*Текст для чтения:*
#####

Литмир - Электронная Библиотека
Содержание  
A
A

Цзыкуй из Наньбо спросил Женщину Цзюй: «Вам уже много лет, но выглядите вы еще совсем юной, почему?»

— Я слышала о Пути, — ответила Женщина Цзюй.

— Можно ли научиться Пути? — спросил Цзыкуй.

— О нет, нельзя. Ты для этого не годишься. Знавала я одного человека по имени Булян И. Он обладал способностями истинного мудреца, но не знал, как идти праведным Путем. А я знаю, как идти праведным Путем, но не обладаю способностями мудрого. Я попыталась обучить его Пути, ведь он и в самом деле мог стать настоящим мудрецом. В конце концов совсем нетрудно разъяснить путь мудрого тому, кто обладает способностями мудреца. Я стала оберегать его, чтобы истина открылась ему, и через три дня он смог быть вне Поднебесной. Когда он научился быть вне Поднебесной, я снова поберегла его, и через семь дней он научился быть вне вещей. После того как он смог быть вне вещей, я снова поберегла его, и спустя девять дней он смог быть вне жизни. А научившись быть вне жизни, он в сердце своем стал как «ясная заря». Став в сердце своем «ясной зарей», он смог прозреть Одинокое [39]. А прозревши в себе Одинокое, он смог быть вне прошлого и настоящего. Превзойдя различие между прошлым и настоящим, он смог быть там, где нет ни рождения, ни смерти. Ибо то, что убивает жизнь, само не умирает, а то, что рождает жизнь, само не живет. Что же это такое? Следует за всем, что уходит, и привечает все, что приходит; все может разрушить, все может создать. Поэтому называют его «покойное в превращениях». «Покойное в превращениях» означает: все достигнет завершенности через превращения.

— Откуда же вы все это узнали? — спросил Цзыкуй. Женщина Цзюй ответила: «Я восприняла это от сына писца, сын писца воспринял это от внука чтеца, внук чтеца перенял это от Ясного Взора. Ясный Взор перенял это от Чуткого Слуха, Чуткий Слух перенял это от Труженика, Труженик перенял это от Сладкоголосого, Сладкоголосый перенял это от Глубочайшего Мрака, Глубочайший Мрак воспринял это от Хаоса, а Хаос перенял это от Безначального».

#####

*Условие задания:* От кого, по словам Женщины Цзюй в тексте для чтения, она сама восприняла то, о чем рассказала Цзыкую? Материал здесь никакой роли не играет.

*Раздел данных:*

#####

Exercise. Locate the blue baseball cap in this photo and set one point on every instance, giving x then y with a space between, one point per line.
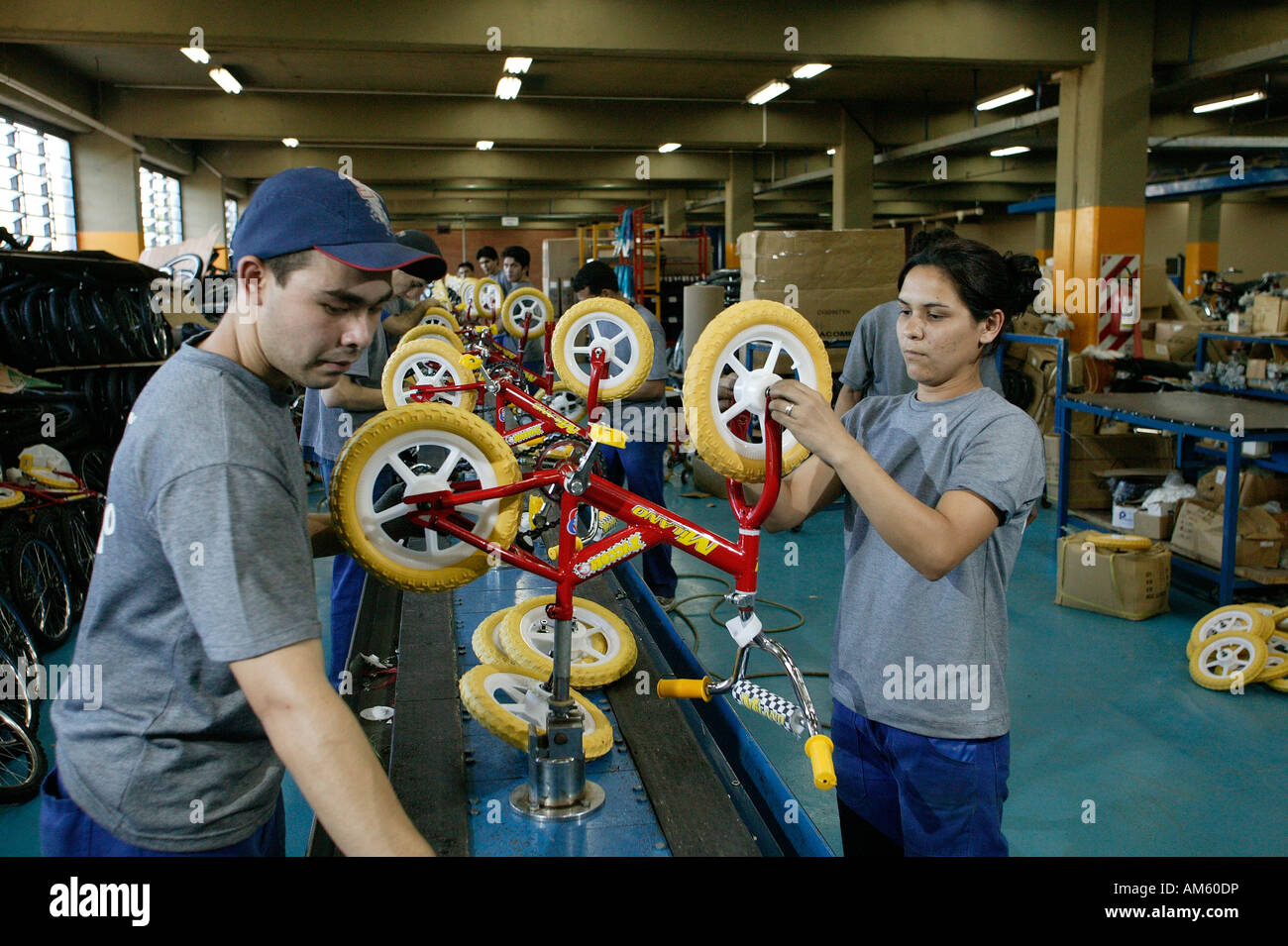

#####

*Решение задания:* От сына писца.